Report every line below that contains the word "blurred", copying each one in full. Case counts.

__RECORDS FOR THIS EXERCISE__:
** BEGIN **
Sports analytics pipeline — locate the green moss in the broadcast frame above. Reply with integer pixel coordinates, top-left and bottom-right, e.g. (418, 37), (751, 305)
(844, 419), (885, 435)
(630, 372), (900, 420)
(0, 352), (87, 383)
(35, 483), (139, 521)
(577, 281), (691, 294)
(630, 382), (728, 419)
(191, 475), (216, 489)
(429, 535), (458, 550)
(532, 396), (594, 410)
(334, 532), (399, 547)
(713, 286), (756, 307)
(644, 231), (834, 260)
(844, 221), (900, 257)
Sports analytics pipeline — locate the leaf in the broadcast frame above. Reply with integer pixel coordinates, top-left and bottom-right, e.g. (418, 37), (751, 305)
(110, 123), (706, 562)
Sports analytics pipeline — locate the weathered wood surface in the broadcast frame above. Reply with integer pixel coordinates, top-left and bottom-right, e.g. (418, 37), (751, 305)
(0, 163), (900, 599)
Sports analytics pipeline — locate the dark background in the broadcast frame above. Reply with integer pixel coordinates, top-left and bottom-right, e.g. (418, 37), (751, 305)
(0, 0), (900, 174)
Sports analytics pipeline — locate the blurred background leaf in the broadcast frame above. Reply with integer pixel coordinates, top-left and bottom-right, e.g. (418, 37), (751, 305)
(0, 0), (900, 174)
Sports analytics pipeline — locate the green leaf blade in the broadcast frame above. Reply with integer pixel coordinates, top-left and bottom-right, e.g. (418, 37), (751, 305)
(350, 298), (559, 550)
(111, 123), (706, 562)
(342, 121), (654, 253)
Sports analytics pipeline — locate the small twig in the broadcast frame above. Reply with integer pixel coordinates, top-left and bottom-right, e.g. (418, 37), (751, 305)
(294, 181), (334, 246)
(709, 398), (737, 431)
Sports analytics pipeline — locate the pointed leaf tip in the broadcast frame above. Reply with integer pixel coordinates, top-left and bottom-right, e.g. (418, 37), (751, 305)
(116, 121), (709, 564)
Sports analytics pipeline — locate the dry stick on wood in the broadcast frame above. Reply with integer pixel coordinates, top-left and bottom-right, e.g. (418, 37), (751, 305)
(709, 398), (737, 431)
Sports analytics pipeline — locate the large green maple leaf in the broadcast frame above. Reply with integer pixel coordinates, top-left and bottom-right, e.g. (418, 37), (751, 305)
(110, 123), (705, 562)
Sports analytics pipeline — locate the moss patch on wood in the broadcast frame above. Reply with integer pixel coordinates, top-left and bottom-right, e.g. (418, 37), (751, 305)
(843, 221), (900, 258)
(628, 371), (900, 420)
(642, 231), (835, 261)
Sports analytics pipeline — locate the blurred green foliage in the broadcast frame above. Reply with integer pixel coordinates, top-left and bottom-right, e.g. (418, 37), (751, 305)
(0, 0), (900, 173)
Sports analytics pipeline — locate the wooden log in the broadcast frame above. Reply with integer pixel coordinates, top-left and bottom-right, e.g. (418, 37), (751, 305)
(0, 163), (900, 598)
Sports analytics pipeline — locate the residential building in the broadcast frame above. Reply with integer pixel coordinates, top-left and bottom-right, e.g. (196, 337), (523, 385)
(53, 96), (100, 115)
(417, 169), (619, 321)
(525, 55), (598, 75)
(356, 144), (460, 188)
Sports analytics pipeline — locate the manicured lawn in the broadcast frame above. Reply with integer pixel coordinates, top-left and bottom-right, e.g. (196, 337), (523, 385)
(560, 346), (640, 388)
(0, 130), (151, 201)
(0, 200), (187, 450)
** END **
__ANSWER FOR THE TASK__:
Sports analytics pipeline — locate the blurred background leaf in the broadcast frame above. Reply with integer pixel coordinates, top-left and bottom-right, e.g. (418, 37), (751, 305)
Sports analytics pipeline — locate the blurred green foliage in the broadcast frame above. Reply with integer pixel coordinates, top-left and bottom-right, e.g. (418, 37), (751, 305)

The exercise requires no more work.